SELECTED PASSAGE:
No-Biomedical Fine-tuning Biomedical Fine-tuning
google-gold-input-nq google-gold-input-ab
Strict Lenient MRR Strict Lenient MRR Strict Lenient MRR
Batch 4 0.4706 0.6471 0.5255 0.4706 0.5882 0.5132 - 0.0589 0.0123
Batch 5 0.2286 0.2857 0.2571 0.2857 0.3714 0.3057 -0.0571 -0.0857 -0.0486
Table 4: Domain portability for factoid biomedical QA

Again, these results are preliminary, we can again look at previous BioASQ batches with more compete test annotations. Table 5 has the results. From here we can see that the biomedical specific model (google-gold-input) outperforms the domain general model (google-gold-input-nq) consistently, but not by a large margin. Furthermore, the domain general model is competitive with the previous state-of-the-art BioBERT models. These results present stronger empirical evidence that large-scale domain general models do port well to new domains.

BioASQ 4 BioASQ 5
Strict Lenient MRR Strict Lenient MRR
BioBERT [5] 0.365 0.489 0.411 0.416 0.540 0.463
google-gold-input 0.311 0.540 0.400 0.458 0.615 0.520
google-gold-input-nq 0.302 0.488 0.376 0.451 0.603 0.509
Table 5: Performance on BioASQ Task 4 and 5b, Phase B averaged over all batches to measure domain portability. The bold system is the top scoring. This model is slightly different from the submitted system as it uses only gold snippets as input.

It should be noted that we did not measure the effect of in-domain pre-training. BioBERT [5] tested this and did find that for BioASQ 4-6 significant increases in factoid QA metrics could be achieved when using in-domain pre-training. This could suggest that pre-training and not fine-tuning are the keys to improving domain portability of BERT-based QA models.

EXCERPTED DATA:
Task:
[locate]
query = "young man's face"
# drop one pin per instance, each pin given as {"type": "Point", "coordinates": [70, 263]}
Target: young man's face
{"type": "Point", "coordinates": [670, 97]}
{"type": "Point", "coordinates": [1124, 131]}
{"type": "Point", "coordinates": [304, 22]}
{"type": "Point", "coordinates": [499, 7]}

TASK REQUIREMENTS:
1. In the biomedical QA excerpt, list every system that has its own row of scores in Table 5.
2. Take the biomedical QA excerpt further, picking up right after its last sentence.

ACTIVITY ANSWERS:
1.
BioBERT [5]
google-gold-input
google-gold-input-nq

2.
5.2 Error Propagation

To test error propagation we used our main model: snippets as input; pre-trained BERT; fine-tuned on NQ; and further fine-tuned on BioASQ training data. We then tested two scenarios,

  • Gold inputs (google-gold-input): we used gold standard snippets generated by humans as input to the QA model. This is the standard setting for almost all participants in the track, as these were provided by the organizers.

  • Noisy inputs (google-gold-pred): We used predicted snippets as input to the QA model. This was provided by [8], a team that participated in 7b Phase A and whose document and snippet retrieval were the highest scoring submissions. Specifically, we used there BERT-based high-confidence document reranker plus snippet extractor.

Table 6 contains the results. We measure error propagation only for factoid QA for batches 3-5, which were the batches that we participated in. We can see from these results that feeding the QA model non-gold inputs leads to a dramatic drop in all metrics: from 7pts up to 14pts absolute. In one case (batch 5, strict accuracy), the metric is halved.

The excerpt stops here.